### Task requirements
Turn every line of the records below into a numbered list, leaving out any blank lines.
==== The records
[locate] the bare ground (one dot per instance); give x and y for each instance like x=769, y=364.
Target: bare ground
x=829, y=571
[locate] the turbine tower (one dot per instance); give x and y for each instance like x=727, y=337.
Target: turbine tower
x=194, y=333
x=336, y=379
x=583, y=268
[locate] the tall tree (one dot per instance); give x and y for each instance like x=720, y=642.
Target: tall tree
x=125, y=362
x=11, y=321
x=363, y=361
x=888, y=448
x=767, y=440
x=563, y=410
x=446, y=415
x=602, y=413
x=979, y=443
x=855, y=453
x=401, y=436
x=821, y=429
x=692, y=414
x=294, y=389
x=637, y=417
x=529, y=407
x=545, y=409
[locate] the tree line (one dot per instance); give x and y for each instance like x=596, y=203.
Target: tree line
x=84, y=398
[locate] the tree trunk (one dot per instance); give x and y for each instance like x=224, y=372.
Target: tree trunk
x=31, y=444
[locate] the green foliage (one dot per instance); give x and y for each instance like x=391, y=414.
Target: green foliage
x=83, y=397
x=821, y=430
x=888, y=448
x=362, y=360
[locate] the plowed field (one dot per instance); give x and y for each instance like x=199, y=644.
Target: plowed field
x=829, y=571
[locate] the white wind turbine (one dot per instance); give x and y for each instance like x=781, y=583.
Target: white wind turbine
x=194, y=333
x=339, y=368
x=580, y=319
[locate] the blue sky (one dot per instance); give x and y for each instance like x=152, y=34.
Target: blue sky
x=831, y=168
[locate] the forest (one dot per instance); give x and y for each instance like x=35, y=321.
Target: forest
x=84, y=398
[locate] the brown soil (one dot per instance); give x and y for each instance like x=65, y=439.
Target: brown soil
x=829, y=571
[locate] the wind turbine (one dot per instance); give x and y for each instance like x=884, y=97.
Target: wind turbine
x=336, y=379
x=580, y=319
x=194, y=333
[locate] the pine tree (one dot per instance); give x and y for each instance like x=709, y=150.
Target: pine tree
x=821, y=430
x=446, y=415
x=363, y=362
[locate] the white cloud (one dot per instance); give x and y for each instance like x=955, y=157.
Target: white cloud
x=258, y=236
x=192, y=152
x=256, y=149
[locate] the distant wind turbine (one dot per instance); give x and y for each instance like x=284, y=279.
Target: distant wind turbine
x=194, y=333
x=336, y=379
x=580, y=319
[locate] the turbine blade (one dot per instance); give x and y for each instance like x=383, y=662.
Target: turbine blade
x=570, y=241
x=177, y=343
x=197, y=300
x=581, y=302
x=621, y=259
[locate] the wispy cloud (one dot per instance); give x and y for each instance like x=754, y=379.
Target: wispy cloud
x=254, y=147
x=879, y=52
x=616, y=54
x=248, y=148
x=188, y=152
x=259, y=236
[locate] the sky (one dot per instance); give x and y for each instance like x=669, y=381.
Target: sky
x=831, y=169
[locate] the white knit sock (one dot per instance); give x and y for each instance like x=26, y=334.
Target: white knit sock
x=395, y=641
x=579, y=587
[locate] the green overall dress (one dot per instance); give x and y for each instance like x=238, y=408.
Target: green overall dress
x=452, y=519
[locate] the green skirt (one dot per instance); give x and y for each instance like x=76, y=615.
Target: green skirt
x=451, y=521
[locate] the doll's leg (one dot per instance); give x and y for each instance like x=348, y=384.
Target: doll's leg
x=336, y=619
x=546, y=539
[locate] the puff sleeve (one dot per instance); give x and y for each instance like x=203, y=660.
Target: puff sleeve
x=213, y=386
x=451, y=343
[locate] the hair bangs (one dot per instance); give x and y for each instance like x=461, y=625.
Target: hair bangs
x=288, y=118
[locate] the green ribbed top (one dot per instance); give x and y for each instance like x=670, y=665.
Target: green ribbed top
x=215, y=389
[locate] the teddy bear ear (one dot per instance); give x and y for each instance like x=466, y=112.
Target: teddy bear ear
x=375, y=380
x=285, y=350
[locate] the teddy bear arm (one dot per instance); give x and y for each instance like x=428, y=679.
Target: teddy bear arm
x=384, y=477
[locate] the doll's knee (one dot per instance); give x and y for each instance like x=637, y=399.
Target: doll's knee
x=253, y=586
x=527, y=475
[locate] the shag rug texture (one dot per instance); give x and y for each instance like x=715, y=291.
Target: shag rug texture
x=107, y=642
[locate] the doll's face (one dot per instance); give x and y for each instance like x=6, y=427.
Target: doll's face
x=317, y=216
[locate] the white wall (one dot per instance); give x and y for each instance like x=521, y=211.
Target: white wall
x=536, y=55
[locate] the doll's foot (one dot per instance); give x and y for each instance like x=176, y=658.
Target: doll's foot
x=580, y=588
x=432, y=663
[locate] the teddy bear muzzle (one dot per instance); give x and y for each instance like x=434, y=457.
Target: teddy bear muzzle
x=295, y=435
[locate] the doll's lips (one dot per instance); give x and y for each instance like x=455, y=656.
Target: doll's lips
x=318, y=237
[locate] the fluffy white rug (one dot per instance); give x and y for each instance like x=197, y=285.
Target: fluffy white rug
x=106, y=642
========
### Reply
1. [locate] the bare ground (one dot per instance); give x and y for each instance like x=769, y=364.
2. Target: bare ground
3. x=829, y=571
4. [locate] the turbine tower (one dot per instance); give x and y for each instance like x=727, y=337.
5. Target: turbine tower
6. x=194, y=333
7. x=336, y=379
8. x=583, y=268
9. [locate] the tall tree (one dot per instance); give x and y for each instance like x=720, y=642.
10. Target: tall tree
11. x=125, y=362
12. x=11, y=321
13. x=363, y=361
14. x=888, y=448
15. x=767, y=440
16. x=563, y=410
17. x=446, y=415
18. x=602, y=413
19. x=979, y=443
20. x=855, y=453
21. x=401, y=436
22. x=821, y=429
23. x=692, y=414
24. x=294, y=389
25. x=637, y=417
26. x=529, y=407
27. x=545, y=409
28. [locate] the tree line (one dot per instance); give x and y for each instance like x=596, y=203.
29. Target: tree line
30. x=84, y=398
31. [locate] the tree trunk (one dot per instance); give x and y for each instance like x=224, y=372.
32. Target: tree trunk
33. x=31, y=444
34. [locate] the green foliage (one dot per instance); give x and y for each instance like x=391, y=414.
35. Target: green foliage
36. x=83, y=397
37. x=821, y=430
38. x=888, y=448
39. x=362, y=360
40. [locate] the plowed field (one dot per instance); give x and y for each instance like x=199, y=644.
41. Target: plowed field
42. x=829, y=571
43. [locate] the white wind turbine (one dot per instance); give x and y for each instance like x=781, y=583.
44. Target: white wind turbine
45. x=194, y=333
46. x=339, y=368
47. x=580, y=319
48. [locate] the blue sky (one dot per instance); give x and y for each instance like x=152, y=34.
49. Target: blue sky
50. x=831, y=168
51. [locate] the forest (one dot per instance); give x and y for each instance like x=35, y=321.
52. Target: forest
53. x=84, y=398
54. [locate] the brown soil (one dot per instance); give x and y for each instance like x=65, y=439.
55. Target: brown soil
56. x=829, y=571
57. [locate] the wind turbine (one dot per instance); give x and y for each instance like x=884, y=97.
58. Target: wind turbine
59. x=336, y=379
60. x=580, y=319
61. x=194, y=333
62. [locate] the pine tree (one dot per instance); give x and y for each instance like x=709, y=150.
63. Target: pine tree
64. x=821, y=430
65. x=446, y=415
66. x=363, y=362
67. [locate] the white cloud (one dot per instance); give x and y for each instance like x=955, y=157.
68. Target: white cloud
69. x=258, y=236
70. x=192, y=152
71. x=256, y=149
72. [locate] the distant wind turbine (one dot per instance); give x and y for each instance like x=284, y=279.
73. Target: distant wind turbine
74. x=194, y=333
75. x=336, y=379
76. x=580, y=319
77. [locate] the turbine blade (one dot per instance); give x and y for each instance like x=383, y=662.
78. Target: turbine blade
79. x=570, y=241
80. x=177, y=343
81. x=197, y=300
82. x=581, y=302
83. x=621, y=259
84. [locate] the wispy cloud (one dot per instance); give x and y for each instance like x=754, y=379.
85. Target: wispy cloud
86. x=254, y=147
87. x=879, y=52
88. x=616, y=54
89. x=248, y=148
90. x=188, y=152
91. x=259, y=236
92. [locate] the sky (one dot per instance); give x and y for each instance like x=669, y=381.
93. Target: sky
94. x=831, y=169
95. [locate] the white knit sock (one dot per instance); give x and y for each instance like x=26, y=334.
96. Target: white knit sock
97. x=395, y=641
98. x=579, y=587
99. [locate] the green overall dress (one dot per instance); give x and y for each instance like x=238, y=408.
100. Target: green overall dress
101. x=452, y=519
102. [locate] the green skirt (one dot per instance); give x and y for each instance like x=76, y=615.
103. Target: green skirt
104. x=451, y=521
105. [locate] the doll's leg (one dot per instance); give x and y for each instance like x=348, y=384.
106. Target: doll's leg
107. x=336, y=619
108. x=546, y=539
109. [locate] the puff sleeve (one dot per instance); give x and y for each instance like x=203, y=660.
110. Target: puff sleeve
111. x=213, y=386
112. x=451, y=343
113. [locate] the hair bangs (one dot per instance); give x and y for each instance like x=461, y=625.
114. Target: hair bangs
115. x=288, y=118
116. [locate] the green ribbed top (one dot per instance); give x and y for each instance like x=670, y=665.
117. Target: green ribbed top
118. x=215, y=389
119. [locate] the teddy bear ear (one dot per instance); give x and y for each instance like x=466, y=112.
120. Target: teddy bear ear
121. x=375, y=380
122. x=285, y=350
123. [locate] the teddy bear arm (one dot per instance); give x and y for each instance like x=428, y=679.
124. Target: teddy bear arm
125. x=384, y=477
126. [locate] the doll's knee (one dot per instance); give x and y for each instance like x=637, y=399.
127. Target: doll's knee
128. x=253, y=586
129. x=527, y=475
130. [locate] the shag rug texture (one dot per instance); give x and y for each instance like x=715, y=291.
131. Target: shag rug texture
132. x=107, y=642
133. [locate] the doll's face (one dot per instance); give x and y for each instance like x=6, y=427.
134. Target: doll's face
135. x=317, y=216
136. [locate] the white wall (one dot per instance); give x and y for each instance like x=521, y=211.
137. Target: white wall
138. x=536, y=55
139. [locate] the doll's foot (one dot per instance); give x and y for each instance like x=176, y=658.
140. Target: doll's foot
141. x=580, y=588
142. x=432, y=663
143. [locate] the teddy bear muzzle (one dot per instance); give x and y for each instance like x=434, y=457.
144. Target: teddy bear muzzle
145. x=295, y=435
146. [locate] the doll's lips (one dot per instance); give x and y for each instance like x=455, y=656.
147. Target: doll's lips
148. x=318, y=237
149. [locate] the fluffy white rug (one dot per instance); give x and y for each instance like x=197, y=285.
150. Target: fluffy white rug
151. x=106, y=642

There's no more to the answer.